> [TASK BRIEF] Could you render all of the data below as a Markdown table with a Row column numbering each line and a Line column holding its text, omitting blank lines?

□ □ □ □ □ □ □

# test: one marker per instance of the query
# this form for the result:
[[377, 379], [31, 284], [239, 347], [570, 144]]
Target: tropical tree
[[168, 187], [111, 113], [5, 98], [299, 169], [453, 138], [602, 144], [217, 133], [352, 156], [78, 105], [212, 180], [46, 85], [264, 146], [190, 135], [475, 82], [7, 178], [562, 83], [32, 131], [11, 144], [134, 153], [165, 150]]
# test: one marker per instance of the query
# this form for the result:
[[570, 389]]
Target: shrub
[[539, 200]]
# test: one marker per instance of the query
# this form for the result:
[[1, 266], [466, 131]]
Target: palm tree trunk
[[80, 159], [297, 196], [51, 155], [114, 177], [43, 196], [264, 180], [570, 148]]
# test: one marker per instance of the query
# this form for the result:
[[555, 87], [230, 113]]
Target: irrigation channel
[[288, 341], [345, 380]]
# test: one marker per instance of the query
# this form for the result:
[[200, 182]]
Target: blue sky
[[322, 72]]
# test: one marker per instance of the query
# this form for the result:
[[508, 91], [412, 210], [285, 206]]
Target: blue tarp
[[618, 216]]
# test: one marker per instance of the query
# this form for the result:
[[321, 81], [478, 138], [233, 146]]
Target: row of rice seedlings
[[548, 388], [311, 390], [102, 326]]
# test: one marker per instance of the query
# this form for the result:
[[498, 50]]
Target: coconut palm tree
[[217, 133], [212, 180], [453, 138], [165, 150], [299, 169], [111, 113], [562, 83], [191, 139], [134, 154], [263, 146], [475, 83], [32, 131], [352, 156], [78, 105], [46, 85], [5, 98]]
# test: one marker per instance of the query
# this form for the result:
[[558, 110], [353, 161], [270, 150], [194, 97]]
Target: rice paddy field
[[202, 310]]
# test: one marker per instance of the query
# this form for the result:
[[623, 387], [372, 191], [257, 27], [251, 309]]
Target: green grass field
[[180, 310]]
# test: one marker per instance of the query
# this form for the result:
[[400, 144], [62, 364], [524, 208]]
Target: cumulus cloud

□ □ □ □ □ □ □

> [ANSWER]
| Row | Line |
|---|---|
| 1 | # test: one marker per instance of the query |
| 2 | # this form for the result: |
| 3 | [[377, 379], [31, 284], [239, 347], [570, 144]] |
| 4 | Target: tropical tree |
| 5 | [[168, 187], [111, 113], [5, 98], [299, 169], [453, 138], [602, 144], [217, 133], [352, 156], [78, 105], [212, 180], [46, 85], [264, 146], [190, 135], [475, 82], [7, 178], [562, 83], [32, 131], [11, 144], [134, 153], [165, 150]] |
| 6 | # test: one marker per instance of the query |
| 7 | # this form for the result: |
| 8 | [[570, 389]] |
| 9 | Target: shrub |
| 10 | [[539, 200]] |
| 11 | # test: one marker per instance of the query |
| 12 | # this form for the result: |
| 13 | [[1, 266], [466, 131]] |
| 14 | Target: palm tree trunk |
| 15 | [[80, 159], [297, 196], [51, 155], [114, 177], [43, 196], [264, 180], [570, 148]] |
| 16 | # test: one marker per instance of the query |
| 17 | # this form for the result: |
| 18 | [[555, 87], [230, 113]] |
| 19 | Target: irrigation channel |
| 20 | [[288, 341], [345, 380]] |
| 21 | # test: one marker per instance of the query |
| 22 | # this form for the result: |
| 23 | [[200, 182]] |
| 24 | Target: blue sky |
| 25 | [[322, 72]] |
| 26 | # test: one marker per instance of the query |
| 27 | # this form for the result: |
| 28 | [[508, 91], [412, 210], [285, 206]] |
| 29 | Target: blue tarp |
| 30 | [[618, 216]] |
| 31 | # test: one marker per instance of the query |
| 32 | # this form for the result: |
| 33 | [[321, 81], [478, 138], [233, 146]] |
| 34 | Target: row of rice seedlings |
| 35 | [[548, 388], [311, 390], [102, 326]] |
| 36 | # test: one marker per instance of the query |
| 37 | # this form for the result: |
| 38 | [[498, 50]] |
| 39 | Target: coconut palm tree |
| 40 | [[217, 133], [212, 180], [453, 138], [165, 150], [299, 169], [111, 113], [562, 83], [191, 139], [134, 154], [263, 146], [475, 83], [32, 131], [352, 156], [78, 105], [46, 85], [5, 98]] |
| 41 | # test: one marker per instance of the query |
| 42 | # this form for the result: |
| 43 | [[558, 110], [353, 161], [270, 150], [194, 97]] |
| 44 | Target: rice paddy field |
| 45 | [[202, 310]] |
| 46 | # test: one marker per instance of the query |
| 47 | # this form for the result: |
| 48 | [[623, 387], [372, 191], [257, 27], [251, 309]] |
| 49 | Target: green grass field |
| 50 | [[180, 310]] |
| 51 | # test: one marker per instance of the query |
| 52 | # this form for the result: |
| 53 | [[400, 144], [62, 364], [524, 208]] |
| 54 | Target: cumulus cloud |